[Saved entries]
^^^^^^^^^^^^^^^^
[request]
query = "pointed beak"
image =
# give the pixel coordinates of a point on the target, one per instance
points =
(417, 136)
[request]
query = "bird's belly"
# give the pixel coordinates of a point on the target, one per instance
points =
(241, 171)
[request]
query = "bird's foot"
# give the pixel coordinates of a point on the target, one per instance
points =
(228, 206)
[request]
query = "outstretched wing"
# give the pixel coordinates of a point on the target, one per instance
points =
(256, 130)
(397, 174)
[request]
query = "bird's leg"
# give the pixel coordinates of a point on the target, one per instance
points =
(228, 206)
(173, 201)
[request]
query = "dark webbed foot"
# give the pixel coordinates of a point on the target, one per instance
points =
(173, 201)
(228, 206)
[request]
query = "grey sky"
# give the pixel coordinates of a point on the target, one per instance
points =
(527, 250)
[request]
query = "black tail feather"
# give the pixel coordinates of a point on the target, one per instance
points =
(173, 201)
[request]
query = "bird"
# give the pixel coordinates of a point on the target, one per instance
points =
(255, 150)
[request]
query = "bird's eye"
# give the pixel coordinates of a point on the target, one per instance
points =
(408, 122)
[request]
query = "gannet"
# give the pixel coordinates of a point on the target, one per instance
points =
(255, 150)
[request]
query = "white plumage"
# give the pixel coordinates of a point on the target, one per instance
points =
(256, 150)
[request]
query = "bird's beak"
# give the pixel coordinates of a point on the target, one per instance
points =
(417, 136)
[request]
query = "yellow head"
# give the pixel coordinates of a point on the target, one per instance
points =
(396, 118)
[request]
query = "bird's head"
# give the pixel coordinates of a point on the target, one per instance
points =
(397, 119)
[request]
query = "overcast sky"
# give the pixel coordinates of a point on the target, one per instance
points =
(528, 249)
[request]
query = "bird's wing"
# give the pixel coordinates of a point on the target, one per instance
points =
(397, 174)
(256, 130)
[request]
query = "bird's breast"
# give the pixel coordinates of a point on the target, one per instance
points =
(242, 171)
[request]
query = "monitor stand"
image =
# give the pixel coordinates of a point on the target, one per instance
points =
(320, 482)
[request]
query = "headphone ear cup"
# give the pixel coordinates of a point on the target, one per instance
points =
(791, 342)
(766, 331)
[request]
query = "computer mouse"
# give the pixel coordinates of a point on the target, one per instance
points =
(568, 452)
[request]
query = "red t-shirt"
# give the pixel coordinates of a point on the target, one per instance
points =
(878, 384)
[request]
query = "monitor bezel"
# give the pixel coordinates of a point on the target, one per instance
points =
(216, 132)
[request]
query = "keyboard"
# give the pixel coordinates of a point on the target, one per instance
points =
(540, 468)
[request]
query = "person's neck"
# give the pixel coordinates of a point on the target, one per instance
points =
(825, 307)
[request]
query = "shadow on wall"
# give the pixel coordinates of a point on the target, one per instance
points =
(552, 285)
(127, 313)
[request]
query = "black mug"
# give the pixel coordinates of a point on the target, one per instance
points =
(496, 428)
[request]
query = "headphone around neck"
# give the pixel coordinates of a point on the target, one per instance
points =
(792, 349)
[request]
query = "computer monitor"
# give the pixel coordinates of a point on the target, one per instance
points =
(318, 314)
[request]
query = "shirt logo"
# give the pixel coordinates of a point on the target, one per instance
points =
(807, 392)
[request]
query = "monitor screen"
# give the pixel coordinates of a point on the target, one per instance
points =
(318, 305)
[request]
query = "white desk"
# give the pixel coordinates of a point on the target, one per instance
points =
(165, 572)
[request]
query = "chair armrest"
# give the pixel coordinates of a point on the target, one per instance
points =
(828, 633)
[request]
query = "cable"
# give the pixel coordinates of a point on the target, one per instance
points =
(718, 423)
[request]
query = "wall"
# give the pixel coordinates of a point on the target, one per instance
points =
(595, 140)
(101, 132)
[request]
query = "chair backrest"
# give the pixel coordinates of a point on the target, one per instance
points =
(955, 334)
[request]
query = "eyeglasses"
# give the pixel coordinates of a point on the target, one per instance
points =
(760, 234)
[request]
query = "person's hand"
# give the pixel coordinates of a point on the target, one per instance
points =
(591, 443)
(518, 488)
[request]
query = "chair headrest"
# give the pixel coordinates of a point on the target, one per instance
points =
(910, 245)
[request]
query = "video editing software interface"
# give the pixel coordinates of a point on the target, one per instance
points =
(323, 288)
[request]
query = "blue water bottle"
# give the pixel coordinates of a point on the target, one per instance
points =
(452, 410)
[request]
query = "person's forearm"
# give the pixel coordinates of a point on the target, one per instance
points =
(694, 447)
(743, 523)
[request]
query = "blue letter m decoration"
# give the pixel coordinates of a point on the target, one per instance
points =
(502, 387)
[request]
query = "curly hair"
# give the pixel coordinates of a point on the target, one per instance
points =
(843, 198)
^^^^^^^^^^^^^^^^
:: Try it ::
Your answer should repeat every entry exactly.

:: Answer below ::
[request]
query = "pointed beak"
image =
# give the pixel coordinates of a point on the target, one per instance
points =
(417, 136)
[request]
query = "bird's belly"
# give the pixel coordinates of a point on the target, one per instance
points =
(241, 171)
[request]
query = "bird's foot"
# give the pixel coordinates of a point on the target, one per instance
points =
(228, 206)
[request]
query = "outstretched wing"
# give the pixel coordinates of a point on the target, one per instance
points =
(256, 130)
(397, 174)
[request]
query = "bird's leg"
# give the pixel coordinates of a point on the target, one per instance
points =
(228, 206)
(173, 201)
[request]
query = "dark webbed foot"
# give the pixel coordinates of a point on the target, one per instance
points =
(173, 201)
(228, 206)
[request]
query = "grey sky"
# give the pixel coordinates of a point on the target, one per instance
points =
(527, 250)
[request]
query = "black tail feather"
# give the pixel coordinates of a point on the target, one per instance
points =
(173, 201)
[request]
query = "bird"
# give the pixel coordinates of a point on the target, one per instance
points =
(255, 150)
[request]
query = "bird's eye"
# give the pixel coordinates of a point on the target, one per instance
points =
(408, 122)
[request]
query = "gannet"
# give the pixel coordinates of a point on the target, one per instance
points =
(255, 150)
[request]
query = "white plumage"
# give the pixel coordinates of a point on the target, one per instance
points =
(256, 150)
[request]
query = "bird's beak"
# give the pixel coordinates of a point on the target, one per instance
points =
(417, 136)
[request]
query = "yellow head"
# give the pixel coordinates of a point on the target, one per instance
points =
(396, 118)
[request]
query = "bird's head"
# give the pixel coordinates of a point on the target, one per instance
points =
(397, 119)
[request]
query = "overcast sky"
# give the pixel coordinates of a point on the target, one per instance
points =
(528, 249)
[request]
query = "bird's wing"
# give the pixel coordinates of a point on the target, one per instance
points =
(397, 174)
(256, 130)
[request]
query = "bird's breast"
# give the pixel coordinates of a point on the target, one per instance
points =
(242, 171)
[request]
query = "monitor stand"
image =
# give the pixel coordinates of a point on the target, one per instance
points =
(320, 482)
[request]
query = "headphone ear cup"
# give the pixel coordinates of a point on the target, one per instance
points =
(791, 342)
(766, 331)
[request]
query = "computer mouse"
# give the pixel coordinates of a point on the target, one per instance
points =
(568, 452)
[request]
query = "red t-shirt"
# give the pixel coordinates of a point on the target, one per instance
points =
(878, 384)
[request]
query = "monitor bezel"
# give the pixel coordinates of a point on the target, one per instance
points =
(216, 132)
[request]
query = "keyboard"
# give the pixel coordinates of a point on the target, one per instance
points =
(540, 468)
[request]
query = "person's neck"
# give the pixel coordinates of a point on the target, one per instance
points =
(825, 307)
[request]
query = "shadow on wall"
# give the pixel coordinates of a point on the target, one per instance
points =
(552, 285)
(127, 313)
[request]
query = "black mug"
# give the pixel coordinates of a point on the target, one per instance
points =
(496, 428)
[request]
query = "headphone around neck"
# give the pixel coordinates of a point on the target, one per instance
points =
(792, 349)
[request]
query = "computer monitor"
# give the pixel coordinates of a point on the target, one per instance
points =
(318, 314)
[request]
query = "shirt logo"
# give the pixel coordinates of a point on the target, one per instance
points =
(807, 392)
[request]
query = "monitor screen"
# give the pixel coordinates of a point on the target, one per instance
points =
(318, 305)
[request]
query = "white desk"
# give the pixel coordinates of a point on the target, one per instance
points =
(165, 572)
[request]
query = "chair armrest"
# give the pixel coordinates of a point on the target, one per instance
points =
(828, 633)
[request]
query = "cable"
# give the pixel coordinates of a point on the target, one per instance
points =
(718, 423)
[request]
query = "wall"
# give the pixel coordinates of a point on the target, one per instance
points =
(595, 140)
(101, 132)
[request]
query = "chair backrest"
# give the pixel coordinates of a point on the target, one per instance
points =
(955, 334)
[request]
query = "eyeglasses"
# give the pixel coordinates of a point on the target, one per instance
points =
(760, 234)
[request]
query = "person's hand"
# give the pixel coordinates of a point on the target, one per instance
points =
(591, 443)
(518, 488)
[request]
query = "chair headrest"
# give the pixel coordinates of a point on the target, one per instance
points =
(910, 245)
[request]
query = "video editing software interface"
# give the pixel coordinates of a point on the target, one per instance
points =
(323, 288)
[request]
query = "blue water bottle"
# give the pixel coordinates of a point on the target, one per instance
points =
(452, 410)
[request]
query = "person's forearm"
# give the pixel coordinates of a point on the target, one per instance
points =
(694, 447)
(743, 523)
[request]
query = "blue letter m decoration"
# give the pixel coordinates of a point on the target, one per instance
points =
(502, 387)
[request]
query = "curly hair"
# give the pixel coordinates of a point on the target, one per instance
points =
(843, 198)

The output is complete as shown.